**Exercise objective**
Count the lines in the entries below that contain the string "helmet". Reply with only the number.

**Provided entries**
————————

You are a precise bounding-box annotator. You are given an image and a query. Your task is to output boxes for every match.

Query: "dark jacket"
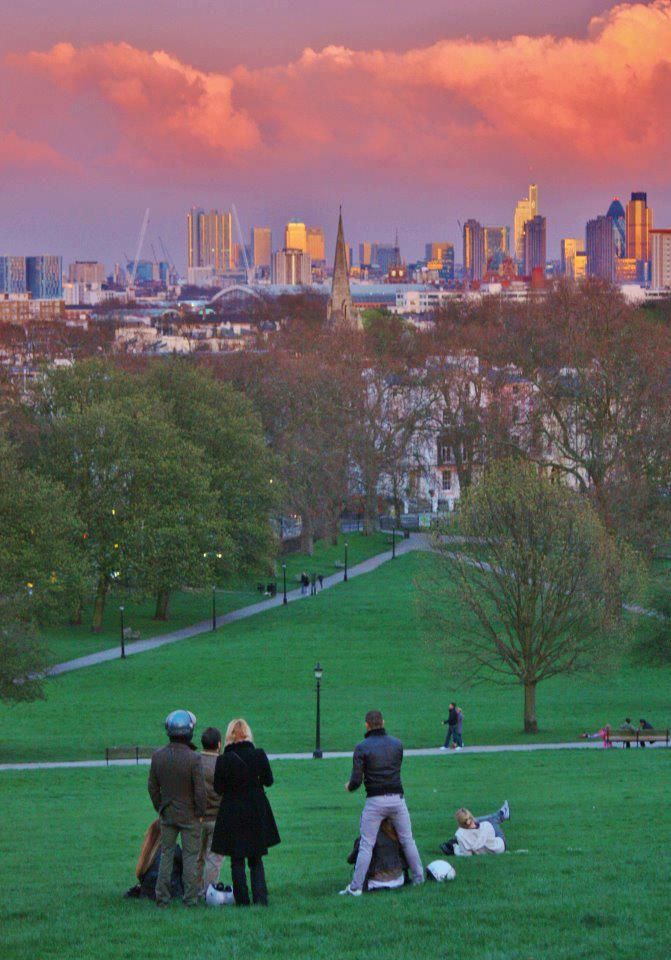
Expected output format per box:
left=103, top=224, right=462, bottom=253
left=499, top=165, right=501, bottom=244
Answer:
left=212, top=740, right=280, bottom=858
left=349, top=727, right=403, bottom=797
left=347, top=821, right=408, bottom=883
left=147, top=743, right=207, bottom=823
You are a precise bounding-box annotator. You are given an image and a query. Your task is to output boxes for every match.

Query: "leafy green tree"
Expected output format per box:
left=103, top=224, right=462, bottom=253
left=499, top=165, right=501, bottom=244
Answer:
left=424, top=460, right=635, bottom=733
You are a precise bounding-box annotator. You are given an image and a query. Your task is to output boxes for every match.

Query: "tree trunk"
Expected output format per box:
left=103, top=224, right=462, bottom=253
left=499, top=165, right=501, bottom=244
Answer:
left=154, top=590, right=170, bottom=620
left=91, top=577, right=108, bottom=633
left=524, top=683, right=538, bottom=733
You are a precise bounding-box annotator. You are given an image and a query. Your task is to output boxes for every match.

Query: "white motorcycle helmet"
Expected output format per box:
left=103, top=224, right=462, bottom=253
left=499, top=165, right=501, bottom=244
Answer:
left=205, top=883, right=235, bottom=907
left=426, top=860, right=457, bottom=883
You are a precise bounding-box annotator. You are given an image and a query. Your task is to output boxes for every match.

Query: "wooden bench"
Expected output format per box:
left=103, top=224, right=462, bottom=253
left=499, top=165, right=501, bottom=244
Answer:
left=105, top=746, right=158, bottom=767
left=609, top=730, right=669, bottom=747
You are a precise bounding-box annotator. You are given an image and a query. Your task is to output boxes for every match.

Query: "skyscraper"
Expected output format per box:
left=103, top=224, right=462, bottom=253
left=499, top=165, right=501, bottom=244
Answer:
left=186, top=207, right=234, bottom=273
left=606, top=197, right=627, bottom=257
left=26, top=254, right=63, bottom=300
left=585, top=217, right=615, bottom=283
left=625, top=193, right=652, bottom=260
left=522, top=214, right=547, bottom=276
left=513, top=183, right=539, bottom=263
left=463, top=220, right=487, bottom=280
left=252, top=227, right=273, bottom=270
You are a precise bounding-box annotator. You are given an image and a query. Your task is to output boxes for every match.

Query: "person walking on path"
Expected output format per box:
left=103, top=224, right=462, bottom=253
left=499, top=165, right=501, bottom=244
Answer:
left=212, top=718, right=280, bottom=907
left=147, top=710, right=207, bottom=907
left=340, top=710, right=424, bottom=897
left=196, top=727, right=224, bottom=897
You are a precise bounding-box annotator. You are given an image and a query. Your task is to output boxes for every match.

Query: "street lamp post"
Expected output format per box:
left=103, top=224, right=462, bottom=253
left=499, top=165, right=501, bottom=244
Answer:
left=312, top=663, right=324, bottom=760
left=119, top=604, right=126, bottom=660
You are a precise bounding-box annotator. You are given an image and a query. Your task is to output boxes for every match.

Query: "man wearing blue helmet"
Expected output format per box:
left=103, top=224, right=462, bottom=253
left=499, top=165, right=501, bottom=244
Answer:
left=147, top=710, right=207, bottom=907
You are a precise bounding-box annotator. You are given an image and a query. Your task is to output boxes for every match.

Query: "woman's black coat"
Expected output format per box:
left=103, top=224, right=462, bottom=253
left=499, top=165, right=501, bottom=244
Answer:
left=212, top=740, right=280, bottom=858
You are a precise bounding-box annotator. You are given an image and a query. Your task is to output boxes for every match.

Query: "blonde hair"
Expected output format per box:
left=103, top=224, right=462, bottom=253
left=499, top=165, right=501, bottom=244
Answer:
left=454, top=807, right=475, bottom=827
left=226, top=717, right=254, bottom=746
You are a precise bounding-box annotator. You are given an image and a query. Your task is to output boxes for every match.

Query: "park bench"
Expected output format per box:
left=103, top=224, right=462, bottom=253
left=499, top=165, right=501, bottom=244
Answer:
left=609, top=730, right=669, bottom=747
left=105, top=746, right=158, bottom=767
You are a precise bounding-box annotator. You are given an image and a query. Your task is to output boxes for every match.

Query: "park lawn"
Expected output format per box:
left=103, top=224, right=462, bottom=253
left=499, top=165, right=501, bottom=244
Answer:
left=42, top=533, right=391, bottom=663
left=0, top=553, right=671, bottom=762
left=0, top=749, right=671, bottom=960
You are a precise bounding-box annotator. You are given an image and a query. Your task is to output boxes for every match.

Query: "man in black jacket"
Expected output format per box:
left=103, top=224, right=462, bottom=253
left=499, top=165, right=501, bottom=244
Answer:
left=340, top=710, right=424, bottom=897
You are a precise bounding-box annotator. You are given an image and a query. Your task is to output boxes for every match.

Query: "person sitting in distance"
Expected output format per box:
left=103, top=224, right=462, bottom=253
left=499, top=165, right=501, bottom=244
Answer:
left=347, top=818, right=408, bottom=891
left=440, top=800, right=510, bottom=857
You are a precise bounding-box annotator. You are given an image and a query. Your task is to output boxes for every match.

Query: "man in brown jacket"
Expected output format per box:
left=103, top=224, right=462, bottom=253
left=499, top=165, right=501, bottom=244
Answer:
left=147, top=710, right=207, bottom=907
left=196, top=727, right=224, bottom=897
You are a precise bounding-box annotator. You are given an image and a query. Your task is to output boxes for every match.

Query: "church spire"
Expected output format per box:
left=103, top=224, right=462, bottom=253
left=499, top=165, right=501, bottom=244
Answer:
left=326, top=207, right=358, bottom=327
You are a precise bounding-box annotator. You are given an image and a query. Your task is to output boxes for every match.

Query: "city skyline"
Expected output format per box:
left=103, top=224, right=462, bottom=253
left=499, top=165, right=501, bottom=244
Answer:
left=0, top=0, right=671, bottom=266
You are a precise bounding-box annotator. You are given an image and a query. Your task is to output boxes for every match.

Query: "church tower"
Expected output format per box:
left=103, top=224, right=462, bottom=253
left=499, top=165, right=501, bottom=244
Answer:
left=326, top=207, right=360, bottom=327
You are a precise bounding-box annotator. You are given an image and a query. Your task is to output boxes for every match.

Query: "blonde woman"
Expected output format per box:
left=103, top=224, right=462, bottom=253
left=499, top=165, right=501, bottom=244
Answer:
left=212, top=718, right=280, bottom=907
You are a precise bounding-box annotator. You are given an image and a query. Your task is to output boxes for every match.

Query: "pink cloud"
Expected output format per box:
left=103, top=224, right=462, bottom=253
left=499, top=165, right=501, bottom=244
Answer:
left=10, top=0, right=671, bottom=182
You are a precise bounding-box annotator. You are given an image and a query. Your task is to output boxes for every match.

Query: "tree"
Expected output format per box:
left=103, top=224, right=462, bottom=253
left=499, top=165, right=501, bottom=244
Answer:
left=425, top=460, right=623, bottom=733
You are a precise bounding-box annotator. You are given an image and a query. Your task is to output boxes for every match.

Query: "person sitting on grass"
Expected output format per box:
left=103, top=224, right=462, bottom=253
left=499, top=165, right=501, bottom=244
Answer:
left=347, top=819, right=408, bottom=891
left=440, top=800, right=510, bottom=857
left=125, top=819, right=184, bottom=900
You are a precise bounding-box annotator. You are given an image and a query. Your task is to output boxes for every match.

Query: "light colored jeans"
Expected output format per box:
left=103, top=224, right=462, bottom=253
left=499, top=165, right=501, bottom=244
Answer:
left=196, top=820, right=224, bottom=897
left=350, top=793, right=424, bottom=890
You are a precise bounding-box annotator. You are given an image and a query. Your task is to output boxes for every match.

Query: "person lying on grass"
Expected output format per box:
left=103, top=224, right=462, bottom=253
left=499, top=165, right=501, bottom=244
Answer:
left=440, top=800, right=510, bottom=857
left=347, top=818, right=408, bottom=891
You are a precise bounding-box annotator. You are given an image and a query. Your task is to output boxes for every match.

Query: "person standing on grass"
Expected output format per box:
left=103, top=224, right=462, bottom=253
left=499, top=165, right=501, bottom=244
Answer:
left=212, top=718, right=280, bottom=907
left=340, top=710, right=424, bottom=897
left=196, top=727, right=224, bottom=897
left=147, top=710, right=207, bottom=907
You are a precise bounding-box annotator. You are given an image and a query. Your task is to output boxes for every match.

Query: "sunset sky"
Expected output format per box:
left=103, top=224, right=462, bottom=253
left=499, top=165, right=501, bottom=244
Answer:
left=0, top=0, right=671, bottom=267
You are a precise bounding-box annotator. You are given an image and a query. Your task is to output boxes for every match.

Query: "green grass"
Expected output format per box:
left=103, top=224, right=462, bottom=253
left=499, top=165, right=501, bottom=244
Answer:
left=0, top=752, right=671, bottom=960
left=0, top=554, right=671, bottom=762
left=42, top=533, right=390, bottom=663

————————

**Exercise solution**
2